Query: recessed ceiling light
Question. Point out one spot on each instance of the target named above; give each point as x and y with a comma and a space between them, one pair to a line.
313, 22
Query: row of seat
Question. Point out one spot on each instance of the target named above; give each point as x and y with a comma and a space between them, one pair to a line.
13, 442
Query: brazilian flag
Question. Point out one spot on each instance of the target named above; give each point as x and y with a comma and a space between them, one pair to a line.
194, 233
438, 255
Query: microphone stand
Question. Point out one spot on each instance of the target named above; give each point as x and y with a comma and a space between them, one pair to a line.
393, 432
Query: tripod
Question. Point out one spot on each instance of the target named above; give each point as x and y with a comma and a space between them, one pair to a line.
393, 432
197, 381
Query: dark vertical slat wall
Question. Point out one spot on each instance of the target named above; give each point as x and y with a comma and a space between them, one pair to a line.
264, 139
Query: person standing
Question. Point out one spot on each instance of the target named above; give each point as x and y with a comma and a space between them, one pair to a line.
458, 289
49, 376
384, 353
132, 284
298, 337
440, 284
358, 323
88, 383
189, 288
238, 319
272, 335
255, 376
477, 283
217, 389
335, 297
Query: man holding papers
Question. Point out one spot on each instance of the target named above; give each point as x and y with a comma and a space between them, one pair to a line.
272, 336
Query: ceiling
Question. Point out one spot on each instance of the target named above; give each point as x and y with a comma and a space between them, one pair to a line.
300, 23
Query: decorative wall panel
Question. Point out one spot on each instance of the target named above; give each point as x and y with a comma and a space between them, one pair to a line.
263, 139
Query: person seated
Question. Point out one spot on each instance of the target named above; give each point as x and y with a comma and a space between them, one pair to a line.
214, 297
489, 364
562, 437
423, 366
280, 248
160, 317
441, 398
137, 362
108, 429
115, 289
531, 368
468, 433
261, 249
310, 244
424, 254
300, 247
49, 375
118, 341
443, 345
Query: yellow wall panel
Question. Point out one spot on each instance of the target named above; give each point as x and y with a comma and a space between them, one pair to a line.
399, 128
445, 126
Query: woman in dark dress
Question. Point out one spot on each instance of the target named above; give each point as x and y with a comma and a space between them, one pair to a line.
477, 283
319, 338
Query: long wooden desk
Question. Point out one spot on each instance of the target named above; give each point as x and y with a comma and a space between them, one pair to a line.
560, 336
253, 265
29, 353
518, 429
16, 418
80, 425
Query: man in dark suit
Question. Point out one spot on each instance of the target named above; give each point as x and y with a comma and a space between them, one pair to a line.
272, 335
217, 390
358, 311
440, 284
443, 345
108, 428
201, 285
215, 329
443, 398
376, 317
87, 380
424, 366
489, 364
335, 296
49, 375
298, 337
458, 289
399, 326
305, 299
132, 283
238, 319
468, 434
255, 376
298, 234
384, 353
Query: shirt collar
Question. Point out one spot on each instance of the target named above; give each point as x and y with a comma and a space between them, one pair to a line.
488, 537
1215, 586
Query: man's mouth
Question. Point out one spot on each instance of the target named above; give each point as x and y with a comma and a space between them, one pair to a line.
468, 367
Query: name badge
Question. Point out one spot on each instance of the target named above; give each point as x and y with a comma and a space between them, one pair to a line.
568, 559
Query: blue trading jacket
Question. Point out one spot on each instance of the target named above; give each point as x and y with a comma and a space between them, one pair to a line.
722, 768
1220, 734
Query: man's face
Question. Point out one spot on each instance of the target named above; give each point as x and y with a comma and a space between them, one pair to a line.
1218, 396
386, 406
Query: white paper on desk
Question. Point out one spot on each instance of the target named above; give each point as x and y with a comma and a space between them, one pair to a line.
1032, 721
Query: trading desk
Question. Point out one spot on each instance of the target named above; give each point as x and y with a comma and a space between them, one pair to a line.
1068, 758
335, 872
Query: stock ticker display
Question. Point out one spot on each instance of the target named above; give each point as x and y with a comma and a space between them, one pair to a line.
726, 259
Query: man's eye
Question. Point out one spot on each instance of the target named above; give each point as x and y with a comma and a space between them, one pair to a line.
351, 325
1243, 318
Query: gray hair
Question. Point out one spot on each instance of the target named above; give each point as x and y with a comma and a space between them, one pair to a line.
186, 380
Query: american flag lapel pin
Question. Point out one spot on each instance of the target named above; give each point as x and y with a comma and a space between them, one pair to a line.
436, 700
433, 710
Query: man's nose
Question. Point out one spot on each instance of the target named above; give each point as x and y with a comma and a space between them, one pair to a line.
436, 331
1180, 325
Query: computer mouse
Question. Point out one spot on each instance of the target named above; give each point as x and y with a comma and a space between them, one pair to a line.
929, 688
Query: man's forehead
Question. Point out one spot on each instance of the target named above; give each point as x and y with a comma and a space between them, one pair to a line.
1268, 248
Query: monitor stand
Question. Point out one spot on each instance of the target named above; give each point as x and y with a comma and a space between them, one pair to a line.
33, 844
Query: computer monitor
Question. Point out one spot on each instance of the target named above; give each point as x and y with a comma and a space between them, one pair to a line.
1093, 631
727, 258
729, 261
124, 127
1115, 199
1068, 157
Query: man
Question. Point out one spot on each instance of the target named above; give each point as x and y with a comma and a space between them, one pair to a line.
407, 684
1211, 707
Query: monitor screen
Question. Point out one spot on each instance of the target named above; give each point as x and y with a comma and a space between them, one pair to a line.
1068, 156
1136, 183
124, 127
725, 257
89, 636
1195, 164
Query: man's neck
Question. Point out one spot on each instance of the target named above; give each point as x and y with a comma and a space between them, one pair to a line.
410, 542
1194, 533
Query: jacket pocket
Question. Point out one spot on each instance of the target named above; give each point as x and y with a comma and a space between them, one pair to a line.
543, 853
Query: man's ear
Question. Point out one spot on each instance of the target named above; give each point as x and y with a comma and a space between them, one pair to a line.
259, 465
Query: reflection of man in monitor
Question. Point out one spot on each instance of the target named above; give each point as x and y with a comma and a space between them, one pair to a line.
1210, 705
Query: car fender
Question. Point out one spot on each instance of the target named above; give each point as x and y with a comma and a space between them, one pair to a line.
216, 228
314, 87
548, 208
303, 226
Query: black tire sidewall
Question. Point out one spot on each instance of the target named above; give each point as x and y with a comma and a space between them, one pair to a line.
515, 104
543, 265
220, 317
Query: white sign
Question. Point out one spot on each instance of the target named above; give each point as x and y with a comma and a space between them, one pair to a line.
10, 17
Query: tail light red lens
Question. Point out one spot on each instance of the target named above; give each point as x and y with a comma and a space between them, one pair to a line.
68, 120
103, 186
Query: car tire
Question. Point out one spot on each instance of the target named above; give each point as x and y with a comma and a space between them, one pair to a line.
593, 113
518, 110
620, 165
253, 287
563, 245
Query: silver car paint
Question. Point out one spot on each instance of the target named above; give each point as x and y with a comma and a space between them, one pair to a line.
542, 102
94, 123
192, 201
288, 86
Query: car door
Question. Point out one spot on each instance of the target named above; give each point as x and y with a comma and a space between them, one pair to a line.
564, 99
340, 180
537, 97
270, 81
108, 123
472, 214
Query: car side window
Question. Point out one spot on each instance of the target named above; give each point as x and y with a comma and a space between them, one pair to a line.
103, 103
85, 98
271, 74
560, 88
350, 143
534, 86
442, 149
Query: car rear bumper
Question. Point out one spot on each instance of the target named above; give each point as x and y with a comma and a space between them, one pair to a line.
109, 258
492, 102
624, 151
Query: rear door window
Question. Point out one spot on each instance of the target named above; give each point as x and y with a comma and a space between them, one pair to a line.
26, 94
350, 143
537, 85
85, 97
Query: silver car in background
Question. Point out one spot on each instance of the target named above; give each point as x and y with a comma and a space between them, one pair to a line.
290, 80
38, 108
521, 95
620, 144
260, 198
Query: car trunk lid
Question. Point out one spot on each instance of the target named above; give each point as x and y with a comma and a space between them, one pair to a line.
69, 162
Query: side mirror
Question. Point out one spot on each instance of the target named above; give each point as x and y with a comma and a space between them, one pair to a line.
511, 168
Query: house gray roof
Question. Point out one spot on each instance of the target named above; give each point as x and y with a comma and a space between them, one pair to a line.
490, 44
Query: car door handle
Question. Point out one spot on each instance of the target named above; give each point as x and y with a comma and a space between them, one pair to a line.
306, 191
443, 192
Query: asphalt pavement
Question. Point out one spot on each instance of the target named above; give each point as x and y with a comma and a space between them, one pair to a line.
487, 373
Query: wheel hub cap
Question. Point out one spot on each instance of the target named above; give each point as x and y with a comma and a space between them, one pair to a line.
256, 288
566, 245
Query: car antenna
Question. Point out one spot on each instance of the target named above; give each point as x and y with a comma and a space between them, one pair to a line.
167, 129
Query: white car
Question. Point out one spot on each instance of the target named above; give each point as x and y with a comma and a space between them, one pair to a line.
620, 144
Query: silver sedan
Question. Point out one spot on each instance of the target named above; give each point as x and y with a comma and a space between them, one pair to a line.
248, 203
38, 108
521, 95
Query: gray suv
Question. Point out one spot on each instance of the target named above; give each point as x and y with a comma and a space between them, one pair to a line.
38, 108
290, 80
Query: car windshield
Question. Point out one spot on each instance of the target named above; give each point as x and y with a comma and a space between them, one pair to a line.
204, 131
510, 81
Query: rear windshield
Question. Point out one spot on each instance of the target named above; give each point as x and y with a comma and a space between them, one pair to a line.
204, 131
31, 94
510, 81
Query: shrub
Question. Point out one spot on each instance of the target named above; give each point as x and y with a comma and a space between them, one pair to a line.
----------------------------------------
GOAL:
Repeat, without changes, every line from the one that contains "Query: car windshield" through the final line of the data.

FULL SOLUTION:
Query: car windshield
Question. Point out one spot on each instance of the target named above; give each point as x and y with a comma and a space between them, one pair to a line.
204, 131
510, 81
Query: rear windshield
Question. Point out one spot on each instance of the target named above; give each point as x and y with a comma and a space between them, one pair to a line.
204, 131
31, 94
510, 81
Query: shrub
Question. Point out one spot on each instance of the target named above; give each point as x and y with a comma and a space between them, one pair to a line.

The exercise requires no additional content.